Restate, word for word, every line of the data.

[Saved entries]
################

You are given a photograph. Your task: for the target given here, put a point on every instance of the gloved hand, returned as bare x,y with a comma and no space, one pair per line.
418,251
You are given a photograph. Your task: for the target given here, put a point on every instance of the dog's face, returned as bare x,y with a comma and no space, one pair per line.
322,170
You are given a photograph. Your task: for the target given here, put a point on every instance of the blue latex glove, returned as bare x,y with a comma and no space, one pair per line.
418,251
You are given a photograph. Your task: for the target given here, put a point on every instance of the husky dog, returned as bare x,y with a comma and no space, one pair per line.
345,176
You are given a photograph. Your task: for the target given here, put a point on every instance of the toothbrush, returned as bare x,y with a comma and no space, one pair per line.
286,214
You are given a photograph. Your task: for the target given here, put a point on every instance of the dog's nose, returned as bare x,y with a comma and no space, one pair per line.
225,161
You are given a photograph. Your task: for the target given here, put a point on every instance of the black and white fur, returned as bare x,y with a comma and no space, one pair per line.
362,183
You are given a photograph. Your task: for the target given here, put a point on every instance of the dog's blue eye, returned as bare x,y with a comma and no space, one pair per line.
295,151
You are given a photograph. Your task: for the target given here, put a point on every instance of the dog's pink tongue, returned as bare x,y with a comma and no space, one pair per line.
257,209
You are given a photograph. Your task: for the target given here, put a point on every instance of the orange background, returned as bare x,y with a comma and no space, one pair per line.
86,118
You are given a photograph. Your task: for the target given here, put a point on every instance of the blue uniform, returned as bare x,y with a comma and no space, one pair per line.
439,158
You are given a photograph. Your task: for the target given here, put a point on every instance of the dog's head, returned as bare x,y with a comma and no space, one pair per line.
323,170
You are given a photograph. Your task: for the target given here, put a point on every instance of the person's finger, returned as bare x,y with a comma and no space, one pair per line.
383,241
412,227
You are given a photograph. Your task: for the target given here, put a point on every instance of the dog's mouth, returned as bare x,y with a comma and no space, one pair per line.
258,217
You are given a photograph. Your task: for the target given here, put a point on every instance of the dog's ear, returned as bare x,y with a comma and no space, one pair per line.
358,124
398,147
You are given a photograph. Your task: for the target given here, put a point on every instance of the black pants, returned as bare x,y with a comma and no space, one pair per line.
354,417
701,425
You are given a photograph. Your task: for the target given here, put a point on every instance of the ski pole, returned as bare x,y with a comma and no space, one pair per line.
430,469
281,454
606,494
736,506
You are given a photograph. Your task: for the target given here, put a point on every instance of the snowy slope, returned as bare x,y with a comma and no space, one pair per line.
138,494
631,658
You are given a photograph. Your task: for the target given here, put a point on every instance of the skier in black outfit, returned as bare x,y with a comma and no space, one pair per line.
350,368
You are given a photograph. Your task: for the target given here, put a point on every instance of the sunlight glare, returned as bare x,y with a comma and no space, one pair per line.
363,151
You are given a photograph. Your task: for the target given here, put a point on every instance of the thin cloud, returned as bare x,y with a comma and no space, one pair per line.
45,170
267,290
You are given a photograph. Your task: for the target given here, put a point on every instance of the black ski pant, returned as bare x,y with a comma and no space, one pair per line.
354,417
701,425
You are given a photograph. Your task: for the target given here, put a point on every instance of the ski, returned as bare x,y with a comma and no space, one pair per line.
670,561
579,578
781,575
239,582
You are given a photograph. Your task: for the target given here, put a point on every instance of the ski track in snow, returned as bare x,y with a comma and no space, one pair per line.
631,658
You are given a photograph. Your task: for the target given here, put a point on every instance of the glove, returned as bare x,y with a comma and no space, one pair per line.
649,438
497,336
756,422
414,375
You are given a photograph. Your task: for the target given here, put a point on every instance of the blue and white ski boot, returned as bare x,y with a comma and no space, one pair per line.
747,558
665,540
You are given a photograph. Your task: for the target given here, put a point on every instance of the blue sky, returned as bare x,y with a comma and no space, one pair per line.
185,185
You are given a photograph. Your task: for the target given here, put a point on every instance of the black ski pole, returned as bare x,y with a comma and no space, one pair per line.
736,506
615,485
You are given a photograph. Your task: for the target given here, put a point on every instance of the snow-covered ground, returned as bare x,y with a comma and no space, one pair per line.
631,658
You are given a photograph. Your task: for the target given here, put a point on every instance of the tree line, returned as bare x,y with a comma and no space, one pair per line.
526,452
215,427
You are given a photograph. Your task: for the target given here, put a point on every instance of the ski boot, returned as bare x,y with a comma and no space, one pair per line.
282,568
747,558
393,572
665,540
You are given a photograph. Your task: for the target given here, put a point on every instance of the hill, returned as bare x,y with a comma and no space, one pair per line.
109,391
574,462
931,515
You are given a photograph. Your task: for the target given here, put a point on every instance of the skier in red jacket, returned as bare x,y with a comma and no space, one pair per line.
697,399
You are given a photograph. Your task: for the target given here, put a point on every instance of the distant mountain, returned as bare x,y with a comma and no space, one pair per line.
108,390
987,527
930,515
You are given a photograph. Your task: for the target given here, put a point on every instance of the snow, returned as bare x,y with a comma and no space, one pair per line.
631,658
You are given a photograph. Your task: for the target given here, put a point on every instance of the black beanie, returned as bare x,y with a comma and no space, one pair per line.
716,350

################

**Answer to the problem**
You are given a photograph. Your task: for the target given here, put a point on every instance of the gloved hand, returned as bare x,y with a comma and no space, one pair per line.
418,251
You are given a photograph. Your task: for the target given here, put a point on every instance of the dog's face, returned as bare x,y with a comma and no space, one pair per line.
322,170
You are given a photograph. Your task: for the target given here, put a point on every instance of the blue latex glove, returned as bare x,y with a comma and no space, one pair per line.
418,251
You are given a photograph. Your task: for the target given here, put a point on every instance of the husky dog, returned as bare x,y with a comma and no space, one pair per line.
345,176
You are given a photograph. Your task: for the target given here, put a point on every instance of the toothbrush, returned as bare x,y with a comma and no space, one pair per line.
286,214
You are given a photograph. Your task: for the target given here, put a point on every instance of the dog's nose, returned as bare x,y with a comma and no space, one pair per line.
225,161
You are given a photograph. Your task: for the target given here, put a point on every instance of the black and white fur, returned as bare x,y with a comma and no space, one pair per line.
362,183
You are given a photograph. Your task: for the target given here, put a point on every instance of the dog's blue eye, returned as bare x,y with a comma and no space, one pair per line.
295,151
You are given a photograph. Your task: for the target given here, put a point on every instance of the dog's pink tongue, returned as bare x,y with a comma and no space, one pair per line.
257,209
You are given a photograph. Your task: for the target given here, put a point on every instance of the orange background, returned as bare x,y with a comma and no space, one pair per line.
86,118
You are given a photograph. Your task: for the target given here, put a point on every instance of the blue uniform, returned as bare x,y with a comma and no space, one pair per line.
439,158
You are given a photograph. Your task: for the target given here, put a point on every instance of the dog's head, returned as bare x,y with a comma and no space, one pair per line.
323,170
You are given a photograph. Your task: for the target given here, put a point on every instance of the person's finger, returned as bare x,y with a comma and no space, one pair per line.
383,241
412,227
You are given a photograph. Your task: for the target given here, put a point on every instance of the dog's mouth, returned as bare x,y with a comma and no space, one pair per line.
258,217
You are given a photograph. Your task: for the target given here, put a point on every instance of the dog's ear, returned as bare x,y with a comma and no space, one pair per line.
358,124
398,147
You are given a photograph. Your task: for the target given here, put a point on every instance of the black pants, returned as bare x,y with a comma and no space, one pair per line.
354,417
701,425
You are given a photograph. Your task: for the target given here, put a point on every instance of the ski pole, returned as bare x,y with a comma and no space, one pair per line.
430,469
281,454
606,494
736,506
You are given a photograph. Your task: for the target given here, put a point on every instance of the snowy slope, returned as bare x,y with a comma and no space, one pair per line.
138,494
631,658
You are given a photograph. Your task: for the target given here, put a point on every instance of the skier in black outfit, returned as bare x,y with a comma and no space, one pair per line.
350,368
You are given a photograph. Your task: for the target given here, put a point on every instance of the sunlight glare, returned as bare x,y with a comma and no space, one pair per line.
363,151
You are given a photograph. Your task: for the target given here, put a point on every instance of the thin cloud, returned as bare x,y with a comma and no space, one pair per line.
45,170
267,290
You are given a photograph. Your task: for the target given here, put a point on every instance of the black ski pant, returned as bare x,y with a comma and no space, one pair per line.
354,417
701,425
You are given a photograph. Your task: for the target given here, put a point on every instance of the ski, returned as bare x,y with a comma and no space, one pair per line.
670,561
579,578
781,575
239,582
You are given a photograph. Your task: for the target given here, put a point on every instance of the ski track in snow, returned as bare x,y with a comma and no space, one pair per line.
631,658
You are given a photograph. Your task: for the target given here, put a point on every instance of the glove, returned as bare x,y with a comma and no space, one pair per line.
649,438
497,336
756,422
414,375
You are given a photograph. Your task: for the target given here, put a point on every instance of the blue and white ski boot, returned as bare x,y with a comma and no space, one pair per line.
747,558
665,540
You are given a photograph. Your task: for the target given here, put a point on every instance of the blue sky, returned as bare x,y with a comma and no space, one pair per line.
185,185
You are given a photograph. Your task: for the target given here, put a point on every instance of the black ski pole, returned as bare x,y with a comma and no space, one pair per line.
736,506
615,485
You are given a photograph. Your task: for the target given here, put a point on every instance of the snow-covered ground, returned as bare x,y with a comma and no space, one pair per line.
631,658
You are given a photograph. Your task: for the target given here, put a point on every instance of the tree line, returned as bare x,y with a comma and no space, one pair per line.
526,452
215,427
You are given a photograph. Your task: for the target given here, put a point on every instance of the ski boot, returned as bare x,y with a comma and no space, one pair per line.
282,568
747,558
393,572
665,540
You are given a photograph. Your task: for the target given here, put a point on every instance of the hill, returned as bare x,y with a comma and no space, one pair per line.
109,391
574,462
931,515
You are given a photograph. Your task: for the target given here, put a point on every instance of the skier in red jacket, returned as bare x,y with a comma and no space, one pair per line.
697,399
You are given a photograph. Your task: for the target given here, put a point on every instance of the distant mountain, returned as bare x,y with a comma and no space, one pair per line.
108,390
987,527
930,515
You are given a photograph. Your task: for the target given here, put a point on every instance of the snow, returned as bare x,y with a comma and no space, one pair per line.
631,658
You are given a photograph. Your task: for the target given here, put a point on every instance of the black beanie, returned as bare x,y with a comma and no space, one pair per line.
716,350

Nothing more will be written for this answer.